:: PROBLEMS TO SOLVE ::
1) In the biography, what peak amount of assets under management did Whitney reach?
2) Translate this sentence from the biography into Spanish: "He went on to earn his Master of Business Administration degree at Harvard in 1994."
3) Do these statements agree with the biography? Answer yes or no for each, quoting the deciding words.
(a) Whitney earned a bachelor's degree in economics from Harvard.
(b) Kase Capital Management managed three hedge funds and two mutual funds.
(c) CNBC once called Whitney "The Prophet."

:: SOURCE PASSAGE ::
Whitney is the Editor of Stansberry's Investment Advisory, Stansberry Research's flagship newsletter, The N.E.W. System, and Whitney Tilson's Daily. He is also Editor of Commodity Supercycles and a member of the Stansberry Portfolio Solutions Investment Committee.

Whitney spent nearly 20 years on Wall Street. During that time, he founded and ran Kase Capital Management, which managed three value-oriented hedge funds and two mutual funds. Starting out of his bedroom with $1 million, Whitney grew assets under management to a peak of $200 million.

Once dubbed "The Prophet" by CNBC, Whitney predicted the dot-com crash, the housing bust, the 2009 stock bottom, and more. An accomplished writer, Whitney has published four books, the most recent of which is The Art of Playing Defense: How to Get Ahead by Not Falling Behind (2021). And he contributed to Poor Charlie's Almanack: The Essential Wit and Wisdom of Charles T. Munger (2005), the definitive book on Berkshire Hathaway's Vice Chairman Charlie Munger.

Whitney has appeared dozens of times on CNBC, Bloomberg TV, and Fox Business Network, and has been profiled by the Wall Street Journal and the Washington Post. He has also written for Forbes, the Financial Times, Kiplinger's, the Motley Fool, and TheStreet.com.

Whitney graduated with honors from Harvard University, earning a bachelor's degree in government. Upon graduation, he helped Wendy Kopp launch the Teach for America program. He went on to earn his Master of Business Administration degree at Harvard in 1994. Whitney graduated in the top 5% of his class and was named a Baker Scholar.

:: STUDY MATERIAL ::
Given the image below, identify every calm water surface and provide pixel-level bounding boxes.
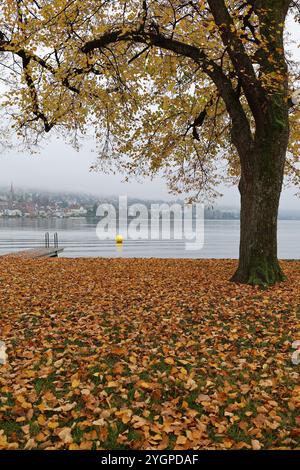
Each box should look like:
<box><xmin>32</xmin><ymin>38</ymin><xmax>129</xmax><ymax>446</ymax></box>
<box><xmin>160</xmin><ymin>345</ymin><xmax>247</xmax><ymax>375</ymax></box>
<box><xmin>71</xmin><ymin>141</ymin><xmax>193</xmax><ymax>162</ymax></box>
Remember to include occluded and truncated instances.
<box><xmin>0</xmin><ymin>218</ymin><xmax>300</xmax><ymax>259</ymax></box>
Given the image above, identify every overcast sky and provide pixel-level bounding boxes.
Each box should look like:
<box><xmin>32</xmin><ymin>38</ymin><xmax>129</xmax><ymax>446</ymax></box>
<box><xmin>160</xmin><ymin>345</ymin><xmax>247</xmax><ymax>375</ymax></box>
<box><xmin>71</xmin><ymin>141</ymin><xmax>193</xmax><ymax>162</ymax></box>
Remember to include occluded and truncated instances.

:: SOLUTION SET ::
1) $200 million.

2) Luego obtuvo su título de Maestría en Administración de Empresas en Harvard en 1994.

3)
(a) No: "earning a bachelor's degree in government"
(b) Yes: "which managed three value-oriented hedge funds and two mutual funds"
(c) Yes: "Once dubbed "The Prophet" by CNBC"